WHAT TO WORK ON => In the piece about Tommy Tuberville, copy out the passage that begins at "Tommy Tuberville and" and stops after "college football coach?", swapping "quixotic" for "hopeless".

SELECTED EXCERPT =>
——————

Tommy Tuberville and America’s mythology of the college football coach

Readers, did you know that Tommy Tuberville — the US senator who, until last week, had spent 2023 mounting a quixotic one-man campaign to destroy the GOP’s claims to be the party that supports the troops — used to be a college football coach?

No? Neither did I. But it seems that I’m in a relatively small minority here in the USA. For anyone who obsesses over college football, and there are a lot of people in America who do, Tuberville was a familiar figure long before his foray into politics. After a brief playing career between 1995 and 2016, he was employed pretty much continuously as a head coach at various US universities.

The salaries Tuberville received for his head coaching positions weren’t particularly unusual for college sport, but remain startling nonetheless. At Texas Tech, where he was head coach from 2010 to 2013, he was paid $1.5 million for his first season and $2 million a year for the others. When he moved to Cincinnati in 2013, he pocketed $2.2 million a year. Nice work if you can get it.

These seven-figure sums contrasted starkly against the $0 a year paid to the players Tuberville coached. The arguments against paying college players have always been that college sports are amateur pursuits, that college football can lead to a very well-remunerated career in the NFL, and that players on athletic scholarships — which is all of them, at least at all the big sports-focused universities — get a free education. But not everyone goes onto the NFL, and for those who have a realistic chance of doing so, every college game comes with the threat of an injury that might sabotage their prospects. Indeed, potential injury hangs over every player like the goalposts of Damocles, because if you can’t play any more, your scholarship goes bye-bye.

Anyway, readers may well wonder what any of this has to do with politics. The answer is: nothing! There is precisely nothing in Tuberville’s background that provides any sort of qualification to act as a senator. He’s spent 40 years as a handsomely remunerated white man yelling at a bunch of unpaid, largely Black players. His one post-football foray into business — running an asset management fund with former Lehman Brothers broker John Stroud — resulted in him being sued by seven of the fund’s investors, who claimed to have been defrauded of some $1.7 million. (Stroud was eventually convicted for fraudulent use of customer funds and sentenced to 10 years in prison; Tuberville was not charged.)

Nevertheless, the voters of the fine southern state of Alabama decided in 2020 that Coach Tommy was the perfect man to send to the US Senate. His policies, such as they were, comprised a grab-bag of Republican tropes: climate change denial, election denial, transphobia — and, fatefully, anti-abortionism, which led to his announcement in February this year that he was unilaterally blocking appointments of senior US military officers.

——————

RECORDED DATA =>

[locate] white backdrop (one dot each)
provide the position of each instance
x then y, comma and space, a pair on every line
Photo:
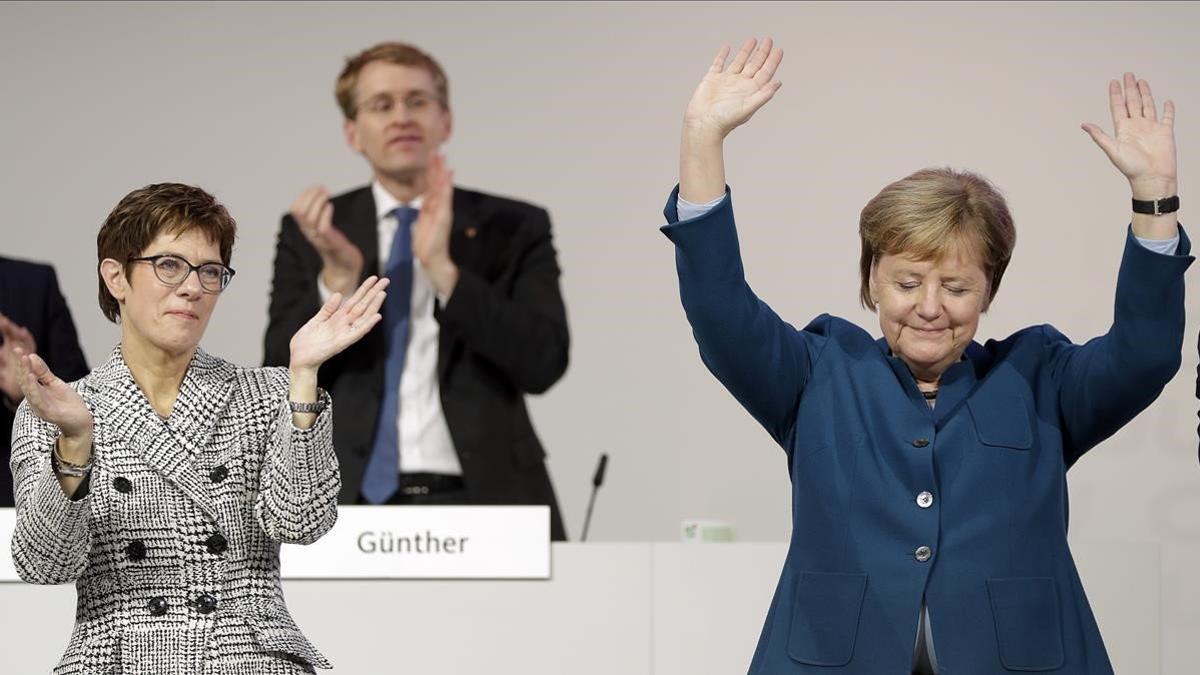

——————

RESULT =>
Tommy Tuberville and America’s mythology of the college football coach

Readers, did you know that Tommy Tuberville — the US senator who, until last week, had spent 2023 mounting a hopeless one-man campaign to destroy the GOP’s claims to be the party that supports the troops — used to be a college football coach?